> _Предоставленный отрывок_:

____________________

Рузский гарнизоном не занимался и в то, что происходило в городе, не вмешивался. Я был предоставлен собственным силам и своему житейскому опыту. Как и подавляющее большинство офицеров и генералов, я очень плохо разбирался в политике и даже не очень отличал друг от друга объявившиеся после февральского переворота многочисленные политические партии и группы.
Сказывалось любопытное свойство дореволюционного русского интеллигентного офицерства периода того общественного спада и упадка, которым сопровождалась разгромленная царизмом первая русская революция. Нельзя было считать себя культурным человеком, не зная, например, модных течений в поэзии или не посмотрев нашумевшей премьеры. Но это не мешало любому из нас, считавших себя высокообразованными людьми, иметь самое смутное представление о программных и тактических разногласиях в партии социал-демократов и даже не представлять себе толком, кем на самом деле является Владимир Ильич Ленин, возвращения которого так ждали в столице. И если я знал Ленина, то это было редким исключением в нашей среде, да и обязан я был этим не собственному развитию, а моему брату-революционеру.

____________________

Сохранённые записи набора данных:

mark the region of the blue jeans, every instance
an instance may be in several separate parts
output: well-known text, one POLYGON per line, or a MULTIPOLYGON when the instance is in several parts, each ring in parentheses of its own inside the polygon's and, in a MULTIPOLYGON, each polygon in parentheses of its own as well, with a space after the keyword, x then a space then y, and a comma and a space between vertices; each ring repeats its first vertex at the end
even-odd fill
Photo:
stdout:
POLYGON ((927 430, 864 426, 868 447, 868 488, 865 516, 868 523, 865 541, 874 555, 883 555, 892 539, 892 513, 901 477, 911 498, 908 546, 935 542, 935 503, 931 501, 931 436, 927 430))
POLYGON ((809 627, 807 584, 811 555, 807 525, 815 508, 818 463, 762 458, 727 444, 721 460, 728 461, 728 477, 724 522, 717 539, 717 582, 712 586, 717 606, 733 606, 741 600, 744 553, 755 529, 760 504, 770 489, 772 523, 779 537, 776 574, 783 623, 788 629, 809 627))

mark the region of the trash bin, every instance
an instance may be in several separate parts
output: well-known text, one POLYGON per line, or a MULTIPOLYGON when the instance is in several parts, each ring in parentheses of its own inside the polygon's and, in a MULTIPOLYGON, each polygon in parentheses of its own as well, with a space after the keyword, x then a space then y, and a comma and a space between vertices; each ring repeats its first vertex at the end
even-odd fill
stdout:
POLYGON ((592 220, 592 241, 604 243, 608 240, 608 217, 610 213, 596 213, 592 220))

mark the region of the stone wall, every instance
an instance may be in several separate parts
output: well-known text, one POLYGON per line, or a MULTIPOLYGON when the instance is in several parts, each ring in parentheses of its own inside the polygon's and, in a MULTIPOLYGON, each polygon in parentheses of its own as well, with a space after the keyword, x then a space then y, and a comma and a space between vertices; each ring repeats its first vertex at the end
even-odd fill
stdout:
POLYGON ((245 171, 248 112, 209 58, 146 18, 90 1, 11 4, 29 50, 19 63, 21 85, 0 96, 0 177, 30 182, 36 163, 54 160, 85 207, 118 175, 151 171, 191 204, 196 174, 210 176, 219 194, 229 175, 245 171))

____________________

> _Письменное задание 1_:
Ответьте по отрывку на три вопроса, каждый ответ с новой строки с той же пометкой:
(a) Кто не занимался гарнизоном и не вмешивался в происходившее в городе?
(b) Без знания чего, по примерам из отрывка, нельзя было считать себя культурным человеком?
(c) Кому рассказчик был обязан тем, что знал Ленина?
> _Письменное задание 2_: Перечислите всё, в чём, согласно отрывку, рассказчик и его среда плохо разбирались или имели лишь смутное представление.
> _Письменное задание 3_: Верните из отрывка без изменений всё, что идёт от слов «Сказывалось любопытное свойство» и ниже до слов «а моему брату-революционеру.».

> _Письменное решение 1_:
(a) Рузский.
(b) Без знания модных течений в поэзии и без просмотра нашумевшей премьеры.
(c) Своему брату-революционеру.

> _Письменное решение 2_:
- политика;
- различия между многочисленными политическими партиями и группами, объявившимися после февральского переворота;
- программные и тактические разногласия в партии социал-демократов;
- кем на самом деле является Владимир Ильич Ленин.

> _Письменное решение 3_:
Сказывалось любопытное свойство дореволюционного русского интеллигентного офицерства периода того общественного спада и упадка, которым сопровождалась разгромленная царизмом первая русская революция. Нельзя было считать себя культурным человеком, не зная, например, модных течений в поэзии или не посмотрев нашумевшей премьеры. Но это не мешало любому из нас, считавших себя высокообразованными людьми, иметь самое смутное представление о программных и тактических разногласиях в партии социал-демократов и даже не представлять себе толком, кем на самом деле является Владимир Ильич Ленин, возвращения которого так ждали в столице. И если я знал Ленина, то это было редким исключением в нашей среде, да и обязан я был этим не собственному развитию, а моему брату-революционеру.